▸ Items from a data source
▽
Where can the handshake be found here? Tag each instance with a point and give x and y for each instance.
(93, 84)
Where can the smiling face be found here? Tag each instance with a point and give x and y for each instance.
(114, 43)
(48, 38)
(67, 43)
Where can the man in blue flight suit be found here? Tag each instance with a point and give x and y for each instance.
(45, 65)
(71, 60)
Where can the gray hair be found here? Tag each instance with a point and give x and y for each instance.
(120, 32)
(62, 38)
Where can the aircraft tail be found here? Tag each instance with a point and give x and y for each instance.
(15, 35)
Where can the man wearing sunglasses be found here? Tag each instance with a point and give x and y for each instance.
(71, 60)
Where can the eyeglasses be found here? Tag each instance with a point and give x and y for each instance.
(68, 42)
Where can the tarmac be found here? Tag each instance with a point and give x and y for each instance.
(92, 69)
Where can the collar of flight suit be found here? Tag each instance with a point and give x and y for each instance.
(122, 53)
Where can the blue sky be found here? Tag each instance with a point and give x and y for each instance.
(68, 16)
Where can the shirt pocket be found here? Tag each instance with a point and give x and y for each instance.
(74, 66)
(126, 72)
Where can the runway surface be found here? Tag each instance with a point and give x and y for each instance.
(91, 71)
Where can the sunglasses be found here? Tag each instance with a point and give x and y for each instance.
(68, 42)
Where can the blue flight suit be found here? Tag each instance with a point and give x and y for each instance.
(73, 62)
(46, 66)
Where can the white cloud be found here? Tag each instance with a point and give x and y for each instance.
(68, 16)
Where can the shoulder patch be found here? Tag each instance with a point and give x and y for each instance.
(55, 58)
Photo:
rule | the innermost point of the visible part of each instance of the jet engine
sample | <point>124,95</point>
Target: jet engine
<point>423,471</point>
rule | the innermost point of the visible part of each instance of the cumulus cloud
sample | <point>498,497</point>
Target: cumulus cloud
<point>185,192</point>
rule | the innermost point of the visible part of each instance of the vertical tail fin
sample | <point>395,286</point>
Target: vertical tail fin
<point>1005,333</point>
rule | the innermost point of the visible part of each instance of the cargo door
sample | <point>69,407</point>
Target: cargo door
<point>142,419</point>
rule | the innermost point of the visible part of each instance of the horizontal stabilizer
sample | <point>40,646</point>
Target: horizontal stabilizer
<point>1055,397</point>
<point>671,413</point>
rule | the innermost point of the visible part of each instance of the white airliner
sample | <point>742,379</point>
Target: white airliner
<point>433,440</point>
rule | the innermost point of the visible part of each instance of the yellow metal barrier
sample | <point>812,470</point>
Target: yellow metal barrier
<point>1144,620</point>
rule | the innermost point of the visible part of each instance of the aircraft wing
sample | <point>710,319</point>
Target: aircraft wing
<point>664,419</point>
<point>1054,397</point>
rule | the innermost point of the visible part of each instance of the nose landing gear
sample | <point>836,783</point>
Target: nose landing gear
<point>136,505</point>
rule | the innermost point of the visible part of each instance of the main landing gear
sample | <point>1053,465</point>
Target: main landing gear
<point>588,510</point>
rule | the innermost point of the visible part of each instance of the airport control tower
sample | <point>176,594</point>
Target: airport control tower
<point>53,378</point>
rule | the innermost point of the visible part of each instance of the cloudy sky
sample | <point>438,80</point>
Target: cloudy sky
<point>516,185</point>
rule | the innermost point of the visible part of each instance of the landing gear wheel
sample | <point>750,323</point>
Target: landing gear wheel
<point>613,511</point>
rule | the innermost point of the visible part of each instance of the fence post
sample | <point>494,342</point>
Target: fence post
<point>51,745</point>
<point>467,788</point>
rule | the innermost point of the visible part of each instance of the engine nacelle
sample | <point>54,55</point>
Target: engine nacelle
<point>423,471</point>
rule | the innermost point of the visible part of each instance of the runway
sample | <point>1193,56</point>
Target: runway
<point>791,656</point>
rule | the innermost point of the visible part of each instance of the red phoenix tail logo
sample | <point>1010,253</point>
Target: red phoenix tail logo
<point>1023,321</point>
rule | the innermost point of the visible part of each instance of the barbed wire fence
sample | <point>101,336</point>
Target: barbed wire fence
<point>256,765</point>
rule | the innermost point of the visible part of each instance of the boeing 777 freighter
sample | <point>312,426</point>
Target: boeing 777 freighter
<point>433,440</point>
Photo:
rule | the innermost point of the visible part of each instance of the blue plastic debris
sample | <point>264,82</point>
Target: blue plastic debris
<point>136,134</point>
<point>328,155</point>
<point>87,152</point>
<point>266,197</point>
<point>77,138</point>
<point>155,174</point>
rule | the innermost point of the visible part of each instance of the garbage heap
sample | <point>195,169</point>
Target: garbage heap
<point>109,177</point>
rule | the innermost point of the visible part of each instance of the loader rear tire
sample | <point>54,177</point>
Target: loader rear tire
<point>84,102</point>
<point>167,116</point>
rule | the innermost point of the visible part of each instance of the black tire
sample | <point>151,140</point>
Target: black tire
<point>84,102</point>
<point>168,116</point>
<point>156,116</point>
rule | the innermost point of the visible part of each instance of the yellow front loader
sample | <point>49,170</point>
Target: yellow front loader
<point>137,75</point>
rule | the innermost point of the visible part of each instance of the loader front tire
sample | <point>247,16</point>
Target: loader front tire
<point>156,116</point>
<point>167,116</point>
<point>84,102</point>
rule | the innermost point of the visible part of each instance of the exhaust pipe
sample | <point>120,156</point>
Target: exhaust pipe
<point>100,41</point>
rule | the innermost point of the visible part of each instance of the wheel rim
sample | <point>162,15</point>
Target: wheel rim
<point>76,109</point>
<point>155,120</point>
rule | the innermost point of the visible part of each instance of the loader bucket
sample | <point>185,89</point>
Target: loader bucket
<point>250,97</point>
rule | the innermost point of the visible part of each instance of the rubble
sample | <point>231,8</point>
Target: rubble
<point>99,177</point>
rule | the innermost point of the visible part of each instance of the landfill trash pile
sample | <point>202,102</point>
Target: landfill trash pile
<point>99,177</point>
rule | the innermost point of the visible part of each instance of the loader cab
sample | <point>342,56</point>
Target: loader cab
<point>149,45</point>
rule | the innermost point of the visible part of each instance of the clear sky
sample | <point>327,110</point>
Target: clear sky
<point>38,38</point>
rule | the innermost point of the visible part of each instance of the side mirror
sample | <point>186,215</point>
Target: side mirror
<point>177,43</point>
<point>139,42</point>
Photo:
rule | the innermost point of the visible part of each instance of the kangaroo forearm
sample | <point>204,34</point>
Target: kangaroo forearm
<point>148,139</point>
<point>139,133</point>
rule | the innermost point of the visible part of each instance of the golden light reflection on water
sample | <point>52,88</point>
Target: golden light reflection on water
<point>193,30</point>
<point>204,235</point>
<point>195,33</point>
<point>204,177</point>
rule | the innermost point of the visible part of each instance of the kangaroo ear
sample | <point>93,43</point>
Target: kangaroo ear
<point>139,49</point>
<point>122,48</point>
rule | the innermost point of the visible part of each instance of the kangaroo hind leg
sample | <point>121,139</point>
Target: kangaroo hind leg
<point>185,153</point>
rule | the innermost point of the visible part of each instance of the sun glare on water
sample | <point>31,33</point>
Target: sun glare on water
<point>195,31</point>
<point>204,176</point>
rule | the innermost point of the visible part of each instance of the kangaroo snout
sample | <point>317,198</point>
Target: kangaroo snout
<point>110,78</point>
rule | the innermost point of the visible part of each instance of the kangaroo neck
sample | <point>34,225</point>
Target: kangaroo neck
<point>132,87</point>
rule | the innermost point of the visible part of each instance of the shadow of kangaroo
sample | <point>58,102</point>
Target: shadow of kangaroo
△
▸ TASK TO CARRY OUT
All of the lines above are to be restated word for word.

▸ TASK OUTPUT
Where can the handshake be found here? Tag each instance with a point and give x and y for each instance.
(93, 84)
Where can the smiling face be found here? Tag each instance with a point and give x and y for each instance.
(114, 43)
(48, 38)
(67, 43)
Where can the man in blue flight suit be found here? Tag each instance with a point and give x and y for each instance.
(45, 65)
(71, 60)
Where can the gray hair be found here? Tag each instance with a point and give x and y for each instance.
(120, 32)
(62, 38)
Where can the aircraft tail be found here? Tag each instance with a point and give x and y for each instance.
(15, 35)
Where can the man wearing sunglasses be found here? Tag each instance with a point and give x and y for each instance.
(71, 60)
Where can the eyeglasses be found here? Tag each instance with a point and give x and y for each instance.
(68, 42)
Where can the tarmac be found here? Tag each instance with a point and give x and y for each instance.
(92, 69)
Where can the collar of flight suit be found here? Tag each instance with a point and give x and y for each instance.
(122, 53)
Where can the blue sky be found here? Tag each instance with a point and give x and y for each instance.
(68, 16)
Where can the shirt pocket be found here? Tag each instance with a point and give x and y for each instance.
(74, 66)
(126, 72)
Where can the runway surface be found here? Tag each instance with a point and give x and y for each instance.
(91, 71)
Where can the sunglasses be found here? Tag each instance with a point and give x and y for each instance.
(68, 42)
Where can the blue flight suit be found here? Tag each instance with a point and give x and y for each instance.
(73, 62)
(46, 66)
Where can the white cloud be found here? Tag each instance with a point and give x and y for each instance.
(68, 16)
Where can the shoulder patch be found here? Tag each instance with a point and give x and y for each instance.
(55, 58)
Photo:
rule | the innermost point of the visible part of each instance of the jet engine
sample | <point>124,95</point>
Target: jet engine
<point>423,471</point>
rule | the innermost point of the visible part of each instance of the cumulus cloud
sample | <point>498,497</point>
Target: cumulus cloud
<point>185,192</point>
rule | the innermost point of the visible part of each instance of the vertical tail fin
sample | <point>395,286</point>
Target: vertical tail fin
<point>1005,333</point>
rule | the innermost point of the visible part of each instance of the cargo door
sample | <point>69,407</point>
Target: cargo door
<point>142,419</point>
rule | the innermost point of the visible part of each instance of the horizontal stabilizer
sample | <point>40,646</point>
Target: horizontal stabilizer
<point>1055,397</point>
<point>671,413</point>
rule | the innermost point of the visible part of each instance of the white airliner
sample | <point>742,379</point>
Target: white airliner
<point>433,440</point>
rule | the innermost point of the visible part of each instance of the yellow metal barrier
sample | <point>812,470</point>
Target: yellow metal barrier
<point>1144,620</point>
rule | the innermost point of the visible part of each instance of the aircraft wing
sample | <point>710,319</point>
Target: aircraft wing
<point>664,419</point>
<point>1054,397</point>
rule | the innermost point of the visible part of each instance of the nose landing gear
sample | <point>836,783</point>
Target: nose landing gear
<point>136,505</point>
rule | the innermost point of the visible part of each instance of the main landing gear
sample | <point>1053,465</point>
Target: main landing gear
<point>588,510</point>
rule | the innermost point of the visible part of each instance of the airport control tower
sample | <point>176,594</point>
Target: airport control tower
<point>53,378</point>
rule | the innermost point of the visible part of each instance of the cloudy sky
sample | <point>438,80</point>
Target: cloudy sky
<point>516,185</point>
rule | the innermost point of the visible part of each instance of the landing gear wheel
sample | <point>750,323</point>
Target: landing gear wheel
<point>613,511</point>
rule | the innermost point of the visible part of each instance of the fence post
sample | <point>494,342</point>
Target: fence post
<point>51,745</point>
<point>467,788</point>
rule | the innermost point of the visible part of each instance of the engine nacelle
sample | <point>54,55</point>
Target: engine nacelle
<point>423,471</point>
rule | the innermost point of the visible part of each instance of the runway
sample | <point>1193,56</point>
Target: runway
<point>791,656</point>
rule | the innermost point of the visible part of each instance of the red phoenix tail logo
sample | <point>1010,253</point>
Target: red phoenix tail logo
<point>1023,321</point>
rule | the innermost point of the visible part of each instance of the barbed wire fence
sample | <point>101,336</point>
Target: barbed wire fence
<point>256,765</point>
rule | the innermost point of the visible part of each instance of the boeing 777 freighter
sample | <point>312,426</point>
Target: boeing 777 freighter
<point>433,440</point>
Photo:
rule | the innermost point of the visible part of each instance of the blue plastic debris
sample | <point>264,82</point>
Target: blue plastic debris
<point>136,134</point>
<point>328,155</point>
<point>87,152</point>
<point>266,197</point>
<point>77,138</point>
<point>155,174</point>
rule | the innermost point of the visible part of each instance of the garbage heap
sample | <point>195,169</point>
Target: garbage heap
<point>109,177</point>
rule | the innermost point of the visible part of each instance of the loader rear tire
sample | <point>54,177</point>
Target: loader rear tire
<point>84,102</point>
<point>167,116</point>
rule | the innermost point of the visible part of each instance of the black tire
sample | <point>151,140</point>
Target: black tire
<point>84,102</point>
<point>168,116</point>
<point>156,116</point>
rule | the innermost point of the visible part of each instance of the yellow front loader
sample | <point>49,170</point>
Target: yellow front loader
<point>137,75</point>
rule | the innermost point of the visible part of each instance of the loader front tire
sample | <point>247,16</point>
Target: loader front tire
<point>156,116</point>
<point>167,116</point>
<point>84,102</point>
rule | the innermost point of the visible part of each instance of the exhaust pipe
sample | <point>120,156</point>
Target: exhaust pipe
<point>100,41</point>
rule | the innermost point of the visible part of each instance of the wheel rim
sample | <point>162,15</point>
Target: wheel rim
<point>76,109</point>
<point>155,120</point>
rule | the innermost point of the visible part of each instance of the loader bucket
sample | <point>185,89</point>
Target: loader bucket
<point>250,97</point>
rule | the innermost point of the visible part of each instance of the rubble
sample | <point>231,8</point>
Target: rubble
<point>99,177</point>
rule | the innermost point of the visible part of each instance of the landfill trash pile
sample | <point>202,102</point>
Target: landfill trash pile
<point>99,177</point>
rule | the innermost point of the visible part of each instance of the loader cab
sample | <point>342,56</point>
Target: loader cab
<point>149,45</point>
rule | the innermost point of the visible part of each instance of the clear sky
sample | <point>327,110</point>
Target: clear sky
<point>38,38</point>
rule | the innermost point of the visible part of each instance of the side mirror
sample | <point>186,215</point>
Target: side mirror
<point>177,43</point>
<point>139,42</point>
Photo:
rule | the innermost point of the visible part of each instance of the kangaroo forearm
sample | <point>204,34</point>
Target: kangaroo forearm
<point>148,139</point>
<point>139,133</point>
rule | the innermost point of the visible part of each instance of the golden light reflection on water
sample | <point>52,88</point>
Target: golden light reflection on water
<point>193,30</point>
<point>204,235</point>
<point>195,33</point>
<point>204,177</point>
rule | the innermost point of the visible part of each instance of the kangaroo ear
sample | <point>93,43</point>
Target: kangaroo ear
<point>139,49</point>
<point>122,48</point>
rule | the innermost point of the visible part of each instance of the kangaroo hind leg
sample | <point>121,139</point>
Target: kangaroo hind leg
<point>185,153</point>
rule | the innermost point of the visible part of each instance of the sun glare on water
sample | <point>31,33</point>
Target: sun glare on water
<point>195,31</point>
<point>204,176</point>
rule | the innermost point of the visible part of each instance of the kangaroo snout
sample | <point>317,198</point>
Target: kangaroo snout
<point>110,78</point>
rule | the innermost point of the visible part of each instance of the kangaroo neck
sample | <point>34,225</point>
Target: kangaroo neck
<point>132,87</point>
rule | the innermost point of the visible part of each instance of the shadow of kangaroo
sample | <point>58,102</point>
Target: shadow of kangaroo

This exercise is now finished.